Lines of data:

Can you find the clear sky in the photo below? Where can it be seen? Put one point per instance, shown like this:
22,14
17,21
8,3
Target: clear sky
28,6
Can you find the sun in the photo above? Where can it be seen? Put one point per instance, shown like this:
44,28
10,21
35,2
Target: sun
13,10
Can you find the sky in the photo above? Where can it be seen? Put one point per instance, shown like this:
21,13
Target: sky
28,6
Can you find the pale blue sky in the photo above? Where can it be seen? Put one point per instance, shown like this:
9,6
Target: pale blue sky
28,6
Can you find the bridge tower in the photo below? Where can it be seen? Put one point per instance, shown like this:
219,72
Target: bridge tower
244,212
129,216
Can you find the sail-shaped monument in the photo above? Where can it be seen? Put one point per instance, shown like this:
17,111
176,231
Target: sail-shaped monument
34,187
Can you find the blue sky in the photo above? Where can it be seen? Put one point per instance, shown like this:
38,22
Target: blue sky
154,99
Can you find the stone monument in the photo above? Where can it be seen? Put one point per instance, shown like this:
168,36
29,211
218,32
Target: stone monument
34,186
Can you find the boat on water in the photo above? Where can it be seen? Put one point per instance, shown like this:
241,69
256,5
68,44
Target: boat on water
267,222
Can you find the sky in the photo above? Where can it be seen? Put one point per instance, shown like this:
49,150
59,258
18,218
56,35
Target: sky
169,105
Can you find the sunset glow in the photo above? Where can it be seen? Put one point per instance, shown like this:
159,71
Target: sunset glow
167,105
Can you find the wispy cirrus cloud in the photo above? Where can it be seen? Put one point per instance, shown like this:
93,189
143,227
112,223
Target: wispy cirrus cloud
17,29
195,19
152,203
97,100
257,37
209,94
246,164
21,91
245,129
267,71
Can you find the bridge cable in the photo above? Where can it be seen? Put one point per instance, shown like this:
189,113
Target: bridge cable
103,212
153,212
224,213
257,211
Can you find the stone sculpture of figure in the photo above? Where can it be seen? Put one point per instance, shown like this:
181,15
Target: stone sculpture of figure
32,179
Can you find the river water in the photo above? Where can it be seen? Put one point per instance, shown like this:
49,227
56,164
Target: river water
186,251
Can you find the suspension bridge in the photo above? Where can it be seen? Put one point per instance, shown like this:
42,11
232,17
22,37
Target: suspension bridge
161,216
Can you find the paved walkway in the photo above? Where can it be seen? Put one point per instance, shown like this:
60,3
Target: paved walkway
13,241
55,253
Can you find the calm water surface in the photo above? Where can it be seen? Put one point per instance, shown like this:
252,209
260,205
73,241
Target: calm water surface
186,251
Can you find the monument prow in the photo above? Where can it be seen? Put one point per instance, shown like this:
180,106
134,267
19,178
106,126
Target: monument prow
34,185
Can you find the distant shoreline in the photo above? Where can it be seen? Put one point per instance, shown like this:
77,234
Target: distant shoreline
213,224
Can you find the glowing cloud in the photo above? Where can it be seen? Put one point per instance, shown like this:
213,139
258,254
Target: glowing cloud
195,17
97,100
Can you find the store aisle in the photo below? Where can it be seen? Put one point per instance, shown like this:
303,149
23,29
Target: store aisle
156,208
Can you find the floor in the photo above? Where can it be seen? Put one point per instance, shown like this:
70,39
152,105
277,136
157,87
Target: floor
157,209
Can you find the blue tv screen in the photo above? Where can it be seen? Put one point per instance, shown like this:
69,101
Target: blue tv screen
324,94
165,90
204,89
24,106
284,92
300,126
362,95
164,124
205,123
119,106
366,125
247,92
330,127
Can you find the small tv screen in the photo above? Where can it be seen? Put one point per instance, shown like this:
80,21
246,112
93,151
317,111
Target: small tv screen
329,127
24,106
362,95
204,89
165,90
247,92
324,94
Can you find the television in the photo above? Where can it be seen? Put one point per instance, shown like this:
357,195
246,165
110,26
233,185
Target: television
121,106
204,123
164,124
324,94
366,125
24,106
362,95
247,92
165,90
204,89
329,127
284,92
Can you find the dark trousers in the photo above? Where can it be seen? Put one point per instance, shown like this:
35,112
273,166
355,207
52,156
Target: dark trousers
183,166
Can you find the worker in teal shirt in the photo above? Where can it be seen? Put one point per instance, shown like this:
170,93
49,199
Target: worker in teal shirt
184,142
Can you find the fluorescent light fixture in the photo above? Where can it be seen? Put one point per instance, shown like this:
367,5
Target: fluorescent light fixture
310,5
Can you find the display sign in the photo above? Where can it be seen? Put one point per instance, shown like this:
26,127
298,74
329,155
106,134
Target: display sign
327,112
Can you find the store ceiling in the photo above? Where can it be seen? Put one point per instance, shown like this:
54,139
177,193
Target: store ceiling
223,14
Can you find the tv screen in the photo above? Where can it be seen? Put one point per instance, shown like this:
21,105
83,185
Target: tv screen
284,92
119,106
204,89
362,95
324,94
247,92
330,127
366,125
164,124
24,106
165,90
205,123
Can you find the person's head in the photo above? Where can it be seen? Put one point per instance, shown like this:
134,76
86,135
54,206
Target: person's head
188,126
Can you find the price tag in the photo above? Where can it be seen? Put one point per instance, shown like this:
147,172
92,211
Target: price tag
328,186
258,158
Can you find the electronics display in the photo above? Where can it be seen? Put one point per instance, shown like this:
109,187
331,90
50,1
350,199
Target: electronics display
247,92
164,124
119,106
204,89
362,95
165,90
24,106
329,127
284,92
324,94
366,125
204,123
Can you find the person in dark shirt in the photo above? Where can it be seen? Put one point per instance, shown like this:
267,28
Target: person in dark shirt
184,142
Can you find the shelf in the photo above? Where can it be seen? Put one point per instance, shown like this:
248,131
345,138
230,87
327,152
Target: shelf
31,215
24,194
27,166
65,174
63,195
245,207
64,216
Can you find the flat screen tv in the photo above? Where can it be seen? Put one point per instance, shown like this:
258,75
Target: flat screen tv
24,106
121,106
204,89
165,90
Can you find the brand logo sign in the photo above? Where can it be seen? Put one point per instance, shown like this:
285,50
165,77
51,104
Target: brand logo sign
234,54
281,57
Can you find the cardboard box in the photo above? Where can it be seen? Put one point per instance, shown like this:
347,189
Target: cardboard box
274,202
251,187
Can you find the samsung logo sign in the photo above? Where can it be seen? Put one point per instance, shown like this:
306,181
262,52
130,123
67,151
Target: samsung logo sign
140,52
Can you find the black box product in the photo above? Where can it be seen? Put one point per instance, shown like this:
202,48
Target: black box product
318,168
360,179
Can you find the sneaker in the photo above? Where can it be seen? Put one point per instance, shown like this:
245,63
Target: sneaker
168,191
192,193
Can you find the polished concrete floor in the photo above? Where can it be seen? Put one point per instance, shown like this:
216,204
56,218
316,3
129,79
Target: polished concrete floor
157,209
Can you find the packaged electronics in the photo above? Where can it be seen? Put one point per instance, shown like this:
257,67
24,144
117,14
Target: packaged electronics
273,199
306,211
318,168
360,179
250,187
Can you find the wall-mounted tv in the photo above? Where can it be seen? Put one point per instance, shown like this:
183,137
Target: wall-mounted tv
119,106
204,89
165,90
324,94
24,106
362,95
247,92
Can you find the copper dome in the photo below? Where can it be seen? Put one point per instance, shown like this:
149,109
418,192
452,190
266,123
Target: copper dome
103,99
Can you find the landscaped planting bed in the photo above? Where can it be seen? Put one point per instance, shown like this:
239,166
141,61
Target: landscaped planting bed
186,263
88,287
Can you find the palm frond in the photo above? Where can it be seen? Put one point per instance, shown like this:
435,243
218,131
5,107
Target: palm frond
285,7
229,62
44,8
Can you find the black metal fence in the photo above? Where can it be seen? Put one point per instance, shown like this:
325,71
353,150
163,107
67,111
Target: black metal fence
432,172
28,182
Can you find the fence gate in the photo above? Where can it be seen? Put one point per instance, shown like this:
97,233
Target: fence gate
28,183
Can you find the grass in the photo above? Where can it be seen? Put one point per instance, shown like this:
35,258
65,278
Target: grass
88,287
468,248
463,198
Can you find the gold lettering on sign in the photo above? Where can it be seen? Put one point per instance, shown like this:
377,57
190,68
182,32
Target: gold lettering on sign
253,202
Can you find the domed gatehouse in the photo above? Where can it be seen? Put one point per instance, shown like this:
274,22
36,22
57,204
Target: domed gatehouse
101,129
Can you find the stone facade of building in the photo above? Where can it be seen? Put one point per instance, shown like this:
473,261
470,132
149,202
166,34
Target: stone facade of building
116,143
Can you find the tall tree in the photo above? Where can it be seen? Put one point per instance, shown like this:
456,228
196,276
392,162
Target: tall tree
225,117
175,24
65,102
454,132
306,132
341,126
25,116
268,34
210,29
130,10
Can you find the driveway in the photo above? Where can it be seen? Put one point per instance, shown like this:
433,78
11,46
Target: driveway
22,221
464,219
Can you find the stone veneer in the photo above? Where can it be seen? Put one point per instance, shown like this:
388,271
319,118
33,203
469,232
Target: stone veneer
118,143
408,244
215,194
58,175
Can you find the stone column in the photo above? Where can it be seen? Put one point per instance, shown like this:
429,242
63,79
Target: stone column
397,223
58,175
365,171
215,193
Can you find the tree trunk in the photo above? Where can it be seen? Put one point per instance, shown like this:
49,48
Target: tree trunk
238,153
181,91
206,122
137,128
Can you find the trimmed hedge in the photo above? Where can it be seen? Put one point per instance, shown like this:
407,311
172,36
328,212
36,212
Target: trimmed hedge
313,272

Request = From the line holding "Can you find the gold" to the last line of the records, quote each line exactly and add nothing.

The output =
Can you find the gold lettering on sign in the photo above? Where can it be seen? Put one point per instance, shown like this:
377,57
190,68
182,32
Target: gold lettering on sign
253,202
Can you find the domed gatehouse in the photo above? Where can it be seen? Put one point per instance, shown like this:
274,22
36,22
57,204
Target: domed gatehouse
101,129
Can you find the stone facade of building in the photo above? Where can it be seen? Put one point per instance, shown like this:
473,261
470,132
149,202
166,34
Target: stone facade of building
116,143
Can you find the tall tree in the photo above? Where can it be seen? Put one point per instance, shown like this:
456,228
196,276
392,162
Target: tall tree
225,117
175,24
65,102
454,132
306,132
341,126
25,116
268,34
210,29
130,10
Can you find the driveway in the photo above? Where can it be seen? Put one point per instance, shown like this:
433,78
11,46
Target: driveway
22,221
464,219
Can you find the stone veneer in the photo above? Where can it be seen? Put one point per instance, shown like this:
388,271
319,118
33,203
469,232
Target: stone veneer
118,143
408,244
215,194
58,175
Can you find the stone column in the photo above? Where can it be seen? Put one point per instance, shown like this:
429,242
63,79
Target: stone column
397,223
58,175
365,171
215,193
Can you find the tree trunk in the photo above? Where can it be seen? Put one point per instance, shown like this:
49,48
Target: tree trunk
238,153
181,91
206,122
137,128
Can you find the trimmed hedge in the photo above? Where can it be seen? Put one point per instance, shown like this:
407,311
172,36
328,212
36,212
Target: trimmed hedge
313,272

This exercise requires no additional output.